> **Excerpt provided**:
--- --- ---

UNITED STATES
SECURITIES AND EXCHANGE COMMISSION
Washington, D.C. 20549
FORM 8-K
CURRENT REPORT
Pursuant to Section 13 or 15(d) of the
Securities Exchange Act of 1934
Date of Report (Date of earliest event reported): October 13, 2016
Reed’s Inc.
(Exact name of registrant as specified in its charter)
Delaware | 001-32501 | 35-2177773 |
(State or other jurisdiction of incorporation) |
(Commission File Number) |
(IRS Employer Identification No.) |
1300 South Spring Street, Los Angeles, California 90061
(Address of principal executive offices and zip code)
Not applicable
(Former name or former address if changed since last report)

--- --- ---

> **Information shown**:
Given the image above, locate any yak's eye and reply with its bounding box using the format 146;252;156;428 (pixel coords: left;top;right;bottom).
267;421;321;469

--- --- ---

> **Request 1**:
Using the Form 8-K cover page, answer the following:
(a) What is the date of the earliest event reported?
(b) In which state is the registrant incorporated?
(c) What address is given for the principal executive offices?
> **Request 2**:
Reproduce the Form 8-K cover page word for word, from "Delaware | 001-32501" to "since last report)".

> **Response 1**:
(a) October 13, 2016
(b) Delaware
(c) 1300 South Spring Street, Los Angeles, California 90061

> **Response 2**:
Delaware | 001-32501 | 35-2177773 |
(State or other jurisdiction of incorporation) |
(Commission File Number) |
(IRS Employer Identification No.) |
1300 South Spring Street, Los Angeles, California 90061
(Address of principal executive offices and zip code)
Not applicable
(Former name or former address if changed since last report)